Extracted records:
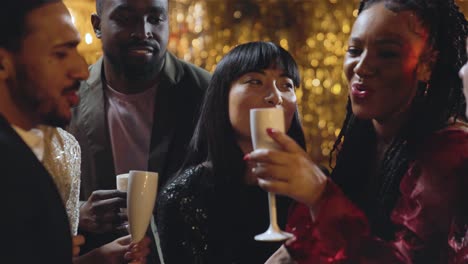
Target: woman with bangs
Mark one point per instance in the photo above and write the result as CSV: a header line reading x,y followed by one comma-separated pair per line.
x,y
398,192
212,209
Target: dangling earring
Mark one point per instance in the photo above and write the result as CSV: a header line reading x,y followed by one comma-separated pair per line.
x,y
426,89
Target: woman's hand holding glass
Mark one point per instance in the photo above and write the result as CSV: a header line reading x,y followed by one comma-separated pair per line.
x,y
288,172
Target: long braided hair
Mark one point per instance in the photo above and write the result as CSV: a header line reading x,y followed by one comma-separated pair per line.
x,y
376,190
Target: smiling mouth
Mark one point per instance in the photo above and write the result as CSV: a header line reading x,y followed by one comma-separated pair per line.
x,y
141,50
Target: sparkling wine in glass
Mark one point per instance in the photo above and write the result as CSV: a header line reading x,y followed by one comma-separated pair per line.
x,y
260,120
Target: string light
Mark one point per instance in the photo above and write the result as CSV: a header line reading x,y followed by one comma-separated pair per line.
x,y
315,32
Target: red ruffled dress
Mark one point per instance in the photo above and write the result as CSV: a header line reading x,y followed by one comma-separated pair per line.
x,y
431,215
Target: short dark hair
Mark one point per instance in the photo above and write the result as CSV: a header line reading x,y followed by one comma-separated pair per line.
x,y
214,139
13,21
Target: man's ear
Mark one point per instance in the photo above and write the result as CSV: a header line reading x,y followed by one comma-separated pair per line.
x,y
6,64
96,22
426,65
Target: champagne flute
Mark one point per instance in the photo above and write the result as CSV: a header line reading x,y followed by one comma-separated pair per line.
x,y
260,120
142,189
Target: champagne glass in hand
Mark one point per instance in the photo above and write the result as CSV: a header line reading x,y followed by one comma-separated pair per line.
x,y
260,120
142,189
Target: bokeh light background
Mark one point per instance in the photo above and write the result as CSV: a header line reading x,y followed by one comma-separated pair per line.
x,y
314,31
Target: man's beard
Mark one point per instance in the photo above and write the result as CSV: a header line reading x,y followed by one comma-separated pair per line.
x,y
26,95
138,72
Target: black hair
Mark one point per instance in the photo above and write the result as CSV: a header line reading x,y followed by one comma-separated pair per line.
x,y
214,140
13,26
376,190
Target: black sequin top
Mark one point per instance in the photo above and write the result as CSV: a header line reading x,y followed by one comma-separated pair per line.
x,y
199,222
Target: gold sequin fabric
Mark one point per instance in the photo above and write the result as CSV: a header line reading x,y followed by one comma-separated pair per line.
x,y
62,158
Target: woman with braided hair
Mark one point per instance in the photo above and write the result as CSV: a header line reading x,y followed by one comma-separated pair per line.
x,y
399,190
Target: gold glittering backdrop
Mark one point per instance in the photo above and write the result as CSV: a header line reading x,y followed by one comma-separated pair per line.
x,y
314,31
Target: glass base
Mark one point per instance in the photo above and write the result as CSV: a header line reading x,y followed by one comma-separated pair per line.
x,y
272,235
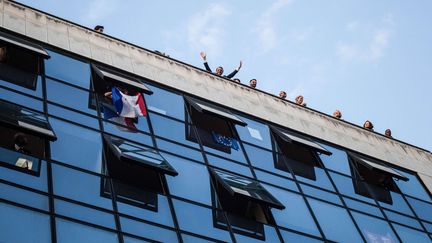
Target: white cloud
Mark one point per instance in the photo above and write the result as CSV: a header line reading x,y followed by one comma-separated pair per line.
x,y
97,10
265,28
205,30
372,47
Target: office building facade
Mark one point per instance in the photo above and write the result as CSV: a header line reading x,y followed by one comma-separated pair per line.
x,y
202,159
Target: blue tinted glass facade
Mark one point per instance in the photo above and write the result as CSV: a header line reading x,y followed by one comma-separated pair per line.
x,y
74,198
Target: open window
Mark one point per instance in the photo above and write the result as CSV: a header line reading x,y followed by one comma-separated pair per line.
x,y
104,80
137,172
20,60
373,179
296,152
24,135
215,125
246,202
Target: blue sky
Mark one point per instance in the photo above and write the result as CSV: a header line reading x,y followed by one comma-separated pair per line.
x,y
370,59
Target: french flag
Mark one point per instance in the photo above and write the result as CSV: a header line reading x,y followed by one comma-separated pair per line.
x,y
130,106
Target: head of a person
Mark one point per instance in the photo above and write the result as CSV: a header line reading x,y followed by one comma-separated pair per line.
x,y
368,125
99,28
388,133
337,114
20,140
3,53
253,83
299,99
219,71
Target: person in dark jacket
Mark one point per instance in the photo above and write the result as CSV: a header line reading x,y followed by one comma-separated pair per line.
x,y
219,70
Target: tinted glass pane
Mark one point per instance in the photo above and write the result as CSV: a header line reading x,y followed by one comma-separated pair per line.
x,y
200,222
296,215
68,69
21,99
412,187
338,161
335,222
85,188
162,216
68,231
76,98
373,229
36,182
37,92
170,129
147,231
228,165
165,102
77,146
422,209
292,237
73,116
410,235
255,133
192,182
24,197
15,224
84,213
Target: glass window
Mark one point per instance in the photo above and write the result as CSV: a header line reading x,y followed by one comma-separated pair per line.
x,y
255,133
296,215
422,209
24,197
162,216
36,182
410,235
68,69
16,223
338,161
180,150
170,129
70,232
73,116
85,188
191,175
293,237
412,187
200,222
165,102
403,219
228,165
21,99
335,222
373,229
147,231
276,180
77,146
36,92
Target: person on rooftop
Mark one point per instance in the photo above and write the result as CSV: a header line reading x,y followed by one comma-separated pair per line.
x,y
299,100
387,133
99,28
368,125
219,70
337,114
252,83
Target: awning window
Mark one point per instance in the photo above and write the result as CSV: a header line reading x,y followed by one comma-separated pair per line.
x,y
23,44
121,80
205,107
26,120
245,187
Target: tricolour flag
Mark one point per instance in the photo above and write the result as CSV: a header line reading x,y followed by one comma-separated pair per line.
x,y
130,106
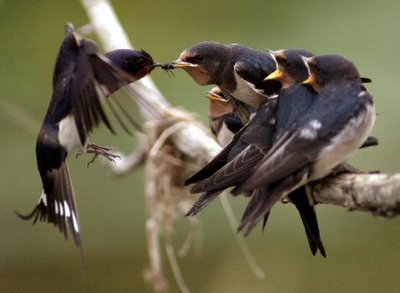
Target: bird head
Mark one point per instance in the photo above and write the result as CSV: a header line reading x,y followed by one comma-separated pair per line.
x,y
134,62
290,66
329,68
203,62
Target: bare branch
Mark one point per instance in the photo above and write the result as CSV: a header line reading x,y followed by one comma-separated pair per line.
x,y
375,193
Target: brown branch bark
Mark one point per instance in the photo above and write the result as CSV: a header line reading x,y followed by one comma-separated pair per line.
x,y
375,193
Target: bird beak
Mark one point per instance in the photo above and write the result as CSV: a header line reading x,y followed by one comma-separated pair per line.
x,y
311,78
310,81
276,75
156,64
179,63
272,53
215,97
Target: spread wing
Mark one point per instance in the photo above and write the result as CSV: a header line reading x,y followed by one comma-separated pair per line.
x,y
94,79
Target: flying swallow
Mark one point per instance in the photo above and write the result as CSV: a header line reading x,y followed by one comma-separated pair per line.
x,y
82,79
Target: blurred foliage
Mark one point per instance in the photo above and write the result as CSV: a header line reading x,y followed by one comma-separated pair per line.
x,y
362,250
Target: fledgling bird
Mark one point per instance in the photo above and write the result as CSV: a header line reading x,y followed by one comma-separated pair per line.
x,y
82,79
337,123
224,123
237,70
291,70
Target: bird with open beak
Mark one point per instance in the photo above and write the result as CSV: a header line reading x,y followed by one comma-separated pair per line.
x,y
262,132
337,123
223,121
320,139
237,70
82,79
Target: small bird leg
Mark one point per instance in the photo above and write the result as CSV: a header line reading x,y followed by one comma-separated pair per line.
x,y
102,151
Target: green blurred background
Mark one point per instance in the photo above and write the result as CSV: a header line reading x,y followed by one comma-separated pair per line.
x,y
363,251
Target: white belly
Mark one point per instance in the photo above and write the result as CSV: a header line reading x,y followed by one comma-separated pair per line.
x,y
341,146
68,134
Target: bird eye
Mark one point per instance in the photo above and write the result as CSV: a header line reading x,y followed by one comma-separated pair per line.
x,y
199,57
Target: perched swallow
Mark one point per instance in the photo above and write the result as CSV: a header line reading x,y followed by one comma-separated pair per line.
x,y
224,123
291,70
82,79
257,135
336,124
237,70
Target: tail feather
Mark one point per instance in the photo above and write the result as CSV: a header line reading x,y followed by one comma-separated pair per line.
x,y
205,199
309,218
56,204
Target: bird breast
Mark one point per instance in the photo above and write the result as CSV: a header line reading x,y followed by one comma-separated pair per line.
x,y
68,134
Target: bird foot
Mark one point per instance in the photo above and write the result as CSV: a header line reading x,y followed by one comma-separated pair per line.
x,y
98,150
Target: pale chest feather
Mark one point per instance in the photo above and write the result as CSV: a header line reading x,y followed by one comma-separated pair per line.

Exercise: Gather all lines from the listing above in which "facade" occurs.

Written answer:
Target: office building facade
Target: blue tinted glass facade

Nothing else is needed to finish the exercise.